Presented paper

IMWA2019 Students work

Advanced Genetic Sequencing Methods for Climate Data Analysis: a Novel Approach to Expanding and Understanding Climate Datasets

Swanson, Sophie (1); Stokes, Christian (2)
1: Global Resource Engineering, United States of America; 2: Pixel Gear, United States of America

Most mines use synthetic precipitation data to predict future mine water scenarios. These synthetic data sets are based on probability distributions and data analysis of previous climate data. However, the standard method for generating synthetic data can average out peaks, and can fail to capture long streaks of wet or dry periods that often exist in real life. Additionally, many sites lack a sufficient monitoring period to accurately make a synthetic data series.

The result can often be a water balance or hydraulic design based on insufficient data or one that unpredicts for the most important types of climate conditions – extreme rain over long periods, and extreme drought. As the climate becomes more variable due to global climate change, the rigorous analysis of historic data over different time period intervals is increasingly important to accurately manage mine water.

Mathematical techniques developed for genetic engineering (specifically transcriptome assembly) has been found to be very successful at processing synthetic climate data. This is because genetic sequencing must create contiguous data sets by expanding large, repetitive non-contiguous data using the trends and dynamics of the non-contiguous data set.

####################

• Required tasks:
1. From the abstract on genetic sequencing methods for climate data, list every problem it raises with the usual way of producing synthetic precipitation data for mines.
2. Carry on writing the abstract about genetic sequencing methods for climate data, beginning right after its final sentence.

####################

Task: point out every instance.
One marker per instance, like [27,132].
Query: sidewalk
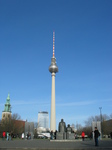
[54,145]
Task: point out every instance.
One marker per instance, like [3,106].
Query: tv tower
[53,69]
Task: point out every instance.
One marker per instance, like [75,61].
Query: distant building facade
[6,114]
[43,119]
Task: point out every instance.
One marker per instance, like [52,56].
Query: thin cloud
[81,103]
[29,103]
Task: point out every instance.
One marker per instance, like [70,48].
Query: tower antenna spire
[53,43]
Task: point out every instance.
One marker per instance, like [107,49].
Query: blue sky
[83,51]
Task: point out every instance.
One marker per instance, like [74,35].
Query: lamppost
[101,121]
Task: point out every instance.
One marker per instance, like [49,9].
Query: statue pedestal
[60,135]
[70,136]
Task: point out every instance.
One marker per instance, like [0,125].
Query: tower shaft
[53,68]
[53,113]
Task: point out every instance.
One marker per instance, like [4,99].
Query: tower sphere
[53,68]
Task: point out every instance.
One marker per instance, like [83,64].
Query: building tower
[7,110]
[53,69]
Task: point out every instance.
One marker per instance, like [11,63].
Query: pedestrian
[111,135]
[7,135]
[83,135]
[96,135]
[3,135]
[22,136]
[51,135]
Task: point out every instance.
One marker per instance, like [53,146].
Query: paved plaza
[54,145]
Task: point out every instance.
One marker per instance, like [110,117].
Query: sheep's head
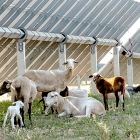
[5,87]
[70,63]
[96,77]
[18,103]
[51,98]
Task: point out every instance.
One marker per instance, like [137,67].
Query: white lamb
[25,90]
[53,80]
[78,107]
[81,93]
[13,111]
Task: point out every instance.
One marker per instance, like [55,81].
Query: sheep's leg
[62,114]
[5,119]
[22,115]
[12,122]
[19,116]
[46,111]
[52,110]
[105,101]
[117,99]
[123,103]
[29,111]
[44,105]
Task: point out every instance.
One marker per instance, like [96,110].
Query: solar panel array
[108,19]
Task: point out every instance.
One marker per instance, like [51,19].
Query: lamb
[62,93]
[81,93]
[110,85]
[78,107]
[23,89]
[13,111]
[53,80]
[5,87]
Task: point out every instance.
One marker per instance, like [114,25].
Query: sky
[124,39]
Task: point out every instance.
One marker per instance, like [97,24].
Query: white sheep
[78,107]
[53,80]
[13,111]
[78,93]
[112,95]
[25,90]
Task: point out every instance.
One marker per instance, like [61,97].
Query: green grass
[115,125]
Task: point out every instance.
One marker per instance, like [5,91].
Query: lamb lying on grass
[13,111]
[23,89]
[78,107]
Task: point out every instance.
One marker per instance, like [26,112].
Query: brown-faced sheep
[53,80]
[110,85]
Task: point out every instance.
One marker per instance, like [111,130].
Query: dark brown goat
[5,87]
[110,85]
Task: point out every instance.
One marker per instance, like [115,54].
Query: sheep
[110,85]
[81,93]
[5,87]
[13,111]
[53,80]
[112,96]
[23,89]
[62,93]
[78,107]
[130,89]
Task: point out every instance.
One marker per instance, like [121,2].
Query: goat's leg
[117,99]
[5,119]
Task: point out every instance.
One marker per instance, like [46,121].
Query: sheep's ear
[90,76]
[76,62]
[56,94]
[14,103]
[65,63]
[99,75]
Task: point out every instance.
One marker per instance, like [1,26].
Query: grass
[115,125]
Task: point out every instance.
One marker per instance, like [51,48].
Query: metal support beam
[78,81]
[129,71]
[116,61]
[94,66]
[62,54]
[21,64]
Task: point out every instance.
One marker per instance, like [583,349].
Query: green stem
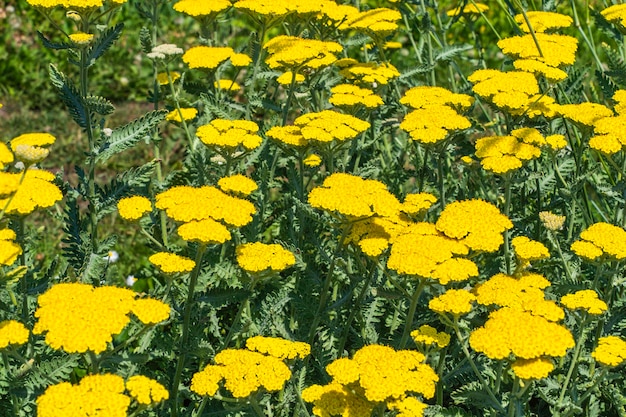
[186,324]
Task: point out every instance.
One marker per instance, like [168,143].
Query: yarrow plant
[355,209]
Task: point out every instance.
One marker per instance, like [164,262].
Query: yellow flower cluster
[455,302]
[376,375]
[145,390]
[427,335]
[585,299]
[278,348]
[210,57]
[98,395]
[353,197]
[601,240]
[611,351]
[367,73]
[9,250]
[292,52]
[259,257]
[348,95]
[78,317]
[12,333]
[133,208]
[237,184]
[230,134]
[476,223]
[243,372]
[541,21]
[200,8]
[380,22]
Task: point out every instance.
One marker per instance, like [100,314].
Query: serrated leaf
[70,96]
[104,42]
[52,45]
[128,135]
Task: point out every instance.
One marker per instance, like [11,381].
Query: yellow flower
[134,208]
[585,299]
[456,302]
[258,257]
[536,368]
[476,223]
[611,351]
[94,395]
[230,134]
[237,184]
[145,390]
[278,347]
[199,8]
[12,333]
[291,52]
[428,335]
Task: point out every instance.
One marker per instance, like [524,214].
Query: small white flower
[130,280]
[112,257]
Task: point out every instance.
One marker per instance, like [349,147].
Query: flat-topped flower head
[259,257]
[78,317]
[611,351]
[292,52]
[601,240]
[425,96]
[94,395]
[556,50]
[428,335]
[536,368]
[329,125]
[348,95]
[210,57]
[171,263]
[12,332]
[278,347]
[584,300]
[353,197]
[433,124]
[238,185]
[185,203]
[134,208]
[201,8]
[146,390]
[379,22]
[510,331]
[476,223]
[230,134]
[541,21]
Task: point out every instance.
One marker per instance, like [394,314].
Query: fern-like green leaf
[104,42]
[70,96]
[128,135]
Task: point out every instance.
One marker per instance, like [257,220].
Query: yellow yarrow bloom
[611,351]
[541,21]
[428,335]
[134,208]
[145,390]
[94,395]
[585,299]
[230,134]
[237,184]
[536,368]
[476,223]
[601,239]
[291,52]
[200,8]
[258,257]
[170,263]
[12,333]
[278,347]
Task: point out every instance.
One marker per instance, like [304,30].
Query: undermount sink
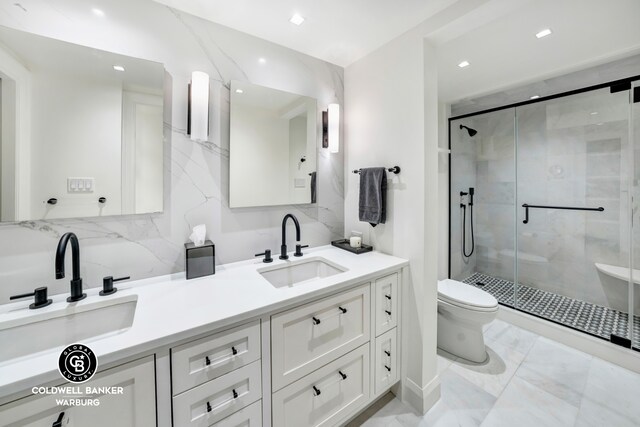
[299,272]
[37,332]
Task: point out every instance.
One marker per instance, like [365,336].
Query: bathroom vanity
[308,341]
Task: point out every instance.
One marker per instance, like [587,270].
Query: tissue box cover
[200,260]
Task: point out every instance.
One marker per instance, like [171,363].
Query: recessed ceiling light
[543,33]
[296,19]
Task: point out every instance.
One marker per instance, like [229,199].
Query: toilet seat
[466,296]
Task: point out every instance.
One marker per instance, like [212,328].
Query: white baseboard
[625,357]
[421,398]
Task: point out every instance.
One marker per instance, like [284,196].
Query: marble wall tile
[196,173]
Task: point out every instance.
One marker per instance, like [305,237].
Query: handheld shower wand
[464,222]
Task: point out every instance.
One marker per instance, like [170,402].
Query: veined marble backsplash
[196,173]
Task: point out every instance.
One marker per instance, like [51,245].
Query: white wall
[390,105]
[196,174]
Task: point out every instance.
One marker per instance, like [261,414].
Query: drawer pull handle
[58,422]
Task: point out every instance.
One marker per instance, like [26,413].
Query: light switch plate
[80,185]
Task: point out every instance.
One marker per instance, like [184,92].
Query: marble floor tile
[611,397]
[494,374]
[525,405]
[445,360]
[510,336]
[557,369]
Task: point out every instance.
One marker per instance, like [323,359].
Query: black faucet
[76,280]
[283,247]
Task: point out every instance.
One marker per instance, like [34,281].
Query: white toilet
[462,312]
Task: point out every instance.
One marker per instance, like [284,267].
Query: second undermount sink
[299,272]
[27,333]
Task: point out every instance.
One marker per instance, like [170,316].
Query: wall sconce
[198,109]
[331,128]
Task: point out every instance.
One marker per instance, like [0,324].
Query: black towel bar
[395,169]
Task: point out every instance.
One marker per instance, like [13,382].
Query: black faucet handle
[267,256]
[40,295]
[299,250]
[107,285]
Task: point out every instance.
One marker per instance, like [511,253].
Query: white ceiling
[337,31]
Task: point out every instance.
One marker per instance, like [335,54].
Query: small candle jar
[355,241]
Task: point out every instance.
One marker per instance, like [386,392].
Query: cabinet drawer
[386,362]
[386,303]
[197,362]
[328,395]
[212,401]
[307,337]
[251,416]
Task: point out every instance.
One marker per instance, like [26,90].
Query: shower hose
[464,230]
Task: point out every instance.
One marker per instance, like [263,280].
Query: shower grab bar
[570,208]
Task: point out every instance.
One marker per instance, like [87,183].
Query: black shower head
[472,132]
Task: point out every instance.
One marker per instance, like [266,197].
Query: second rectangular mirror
[273,147]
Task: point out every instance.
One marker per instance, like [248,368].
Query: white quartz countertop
[171,308]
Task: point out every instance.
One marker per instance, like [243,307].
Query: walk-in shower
[543,207]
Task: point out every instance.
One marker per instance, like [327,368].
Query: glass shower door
[634,294]
[573,212]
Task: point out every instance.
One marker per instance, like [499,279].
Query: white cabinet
[251,416]
[305,338]
[326,396]
[386,361]
[218,398]
[199,361]
[386,303]
[135,407]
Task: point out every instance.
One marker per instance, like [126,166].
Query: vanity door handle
[58,422]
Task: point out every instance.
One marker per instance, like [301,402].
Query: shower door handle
[570,208]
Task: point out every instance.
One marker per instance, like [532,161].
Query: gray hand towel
[373,196]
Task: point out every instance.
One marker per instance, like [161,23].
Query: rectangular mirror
[81,130]
[273,147]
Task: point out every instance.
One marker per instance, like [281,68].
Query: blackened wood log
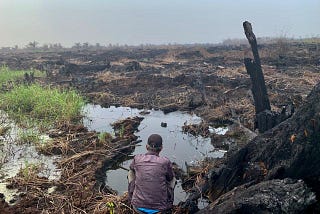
[254,69]
[265,119]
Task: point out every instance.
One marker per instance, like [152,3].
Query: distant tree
[45,47]
[77,45]
[85,45]
[32,45]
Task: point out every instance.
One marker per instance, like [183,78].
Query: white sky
[135,22]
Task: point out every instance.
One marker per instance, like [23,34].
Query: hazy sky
[135,22]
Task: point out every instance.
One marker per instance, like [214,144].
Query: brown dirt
[209,81]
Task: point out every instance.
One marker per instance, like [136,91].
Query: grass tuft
[7,74]
[38,105]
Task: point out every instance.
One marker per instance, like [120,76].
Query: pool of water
[179,147]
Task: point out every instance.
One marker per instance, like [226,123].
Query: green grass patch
[36,105]
[7,74]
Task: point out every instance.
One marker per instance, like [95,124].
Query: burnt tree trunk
[290,150]
[265,119]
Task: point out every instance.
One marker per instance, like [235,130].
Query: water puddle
[179,147]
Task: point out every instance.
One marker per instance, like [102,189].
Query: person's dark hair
[155,143]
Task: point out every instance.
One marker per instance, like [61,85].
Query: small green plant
[30,170]
[121,131]
[29,136]
[104,137]
[7,74]
[33,104]
[4,129]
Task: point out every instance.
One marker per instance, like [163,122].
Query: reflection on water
[179,147]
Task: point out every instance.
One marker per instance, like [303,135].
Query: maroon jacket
[150,188]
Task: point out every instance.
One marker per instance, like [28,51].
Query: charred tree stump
[265,119]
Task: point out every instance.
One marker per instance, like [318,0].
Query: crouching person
[151,180]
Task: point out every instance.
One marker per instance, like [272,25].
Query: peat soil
[210,81]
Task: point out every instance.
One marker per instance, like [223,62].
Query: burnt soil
[210,81]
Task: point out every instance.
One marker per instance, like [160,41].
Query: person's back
[153,174]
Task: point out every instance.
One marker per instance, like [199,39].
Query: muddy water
[179,147]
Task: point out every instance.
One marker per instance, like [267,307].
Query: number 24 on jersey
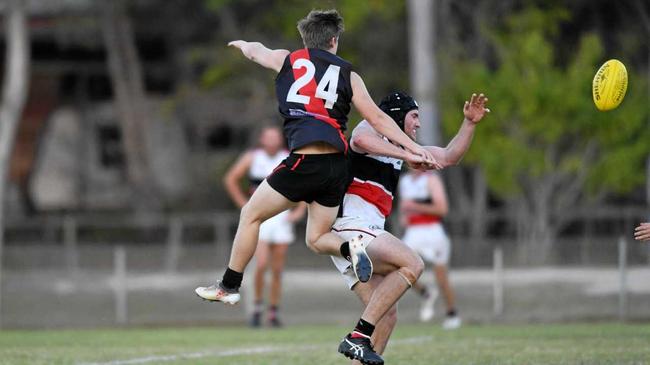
[325,90]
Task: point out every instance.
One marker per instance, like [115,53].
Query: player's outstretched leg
[265,203]
[357,346]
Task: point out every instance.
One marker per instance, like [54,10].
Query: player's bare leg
[261,264]
[321,240]
[385,326]
[452,321]
[442,279]
[429,296]
[401,267]
[278,256]
[319,237]
[263,204]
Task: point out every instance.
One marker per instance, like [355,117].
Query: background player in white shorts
[375,165]
[276,233]
[423,204]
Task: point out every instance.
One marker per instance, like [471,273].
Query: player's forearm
[376,145]
[432,209]
[256,52]
[459,145]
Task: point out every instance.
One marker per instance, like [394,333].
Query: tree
[545,149]
[14,95]
[131,102]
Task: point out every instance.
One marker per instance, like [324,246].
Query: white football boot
[217,293]
[452,323]
[361,263]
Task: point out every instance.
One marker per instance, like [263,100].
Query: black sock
[345,250]
[364,327]
[232,279]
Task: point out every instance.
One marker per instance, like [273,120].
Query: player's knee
[391,317]
[310,240]
[249,216]
[408,275]
[418,267]
[276,272]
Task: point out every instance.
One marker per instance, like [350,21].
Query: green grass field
[411,344]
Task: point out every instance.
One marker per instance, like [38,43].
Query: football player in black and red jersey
[315,90]
[375,165]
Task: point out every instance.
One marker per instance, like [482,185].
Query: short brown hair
[318,28]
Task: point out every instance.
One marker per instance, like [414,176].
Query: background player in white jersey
[423,204]
[375,166]
[642,232]
[277,232]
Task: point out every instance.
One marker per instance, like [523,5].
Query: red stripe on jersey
[316,105]
[374,195]
[416,219]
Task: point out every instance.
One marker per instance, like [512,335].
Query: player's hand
[243,46]
[416,162]
[407,207]
[474,109]
[237,44]
[428,163]
[642,232]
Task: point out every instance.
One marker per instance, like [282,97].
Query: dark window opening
[110,147]
[220,137]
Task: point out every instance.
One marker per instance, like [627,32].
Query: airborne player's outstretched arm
[257,52]
[383,123]
[474,110]
[365,139]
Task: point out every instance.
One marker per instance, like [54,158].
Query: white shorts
[430,241]
[277,229]
[347,228]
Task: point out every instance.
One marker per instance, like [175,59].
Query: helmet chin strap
[397,105]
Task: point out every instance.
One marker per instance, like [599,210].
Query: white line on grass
[237,352]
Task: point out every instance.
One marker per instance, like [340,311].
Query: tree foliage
[545,146]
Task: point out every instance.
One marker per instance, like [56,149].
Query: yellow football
[610,85]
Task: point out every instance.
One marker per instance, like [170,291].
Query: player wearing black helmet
[374,168]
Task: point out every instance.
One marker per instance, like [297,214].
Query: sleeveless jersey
[372,188]
[262,166]
[314,94]
[416,187]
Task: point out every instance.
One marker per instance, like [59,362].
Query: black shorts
[308,178]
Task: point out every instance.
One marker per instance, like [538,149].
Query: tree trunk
[14,95]
[423,67]
[131,102]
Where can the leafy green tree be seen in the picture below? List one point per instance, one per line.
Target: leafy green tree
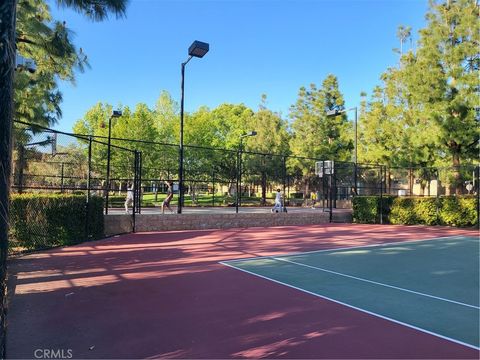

####################

• Answers to this exercise:
1.
- The standard method can average out peaks.
- It can fail to capture long streaks of wet or dry periods.
- Many sites lack a monitoring period long enough to make an accurate synthetic data series.

2.
Transcriptome assembly converts the input dataset into base four (to match base pairs) and looks for unique sequences of 25 numbers . The unique sequence occurrences are counted and the most prevalent becomes the basis for the assembly. The sequence is extended by finding the most prevalent sequence that matches 24 contiguous numbers and extends the sequences by N+1. This is done with rapid computer interactions and mass-sampling of data clusters.

This method effectively expands small data sets into large ones while retaining the dynamics of the smaller set. In addition, the same technique can be used to process large data sets. In this case, instead of synthetically expanding limited data, the transcriptome assembly method can accurately identify useful and important multi-time step sequences that frequently occur.

The applications are either that one can create a high-quality synthetic dataset when limited data is available, or one can accurately identify multiple-day events that can greatly impact the hydrology of a site. In the latter case, and example could include correctly identifying the impact of infrequent intensive rainfall on dry soils (a condition which greatly increases runoff.)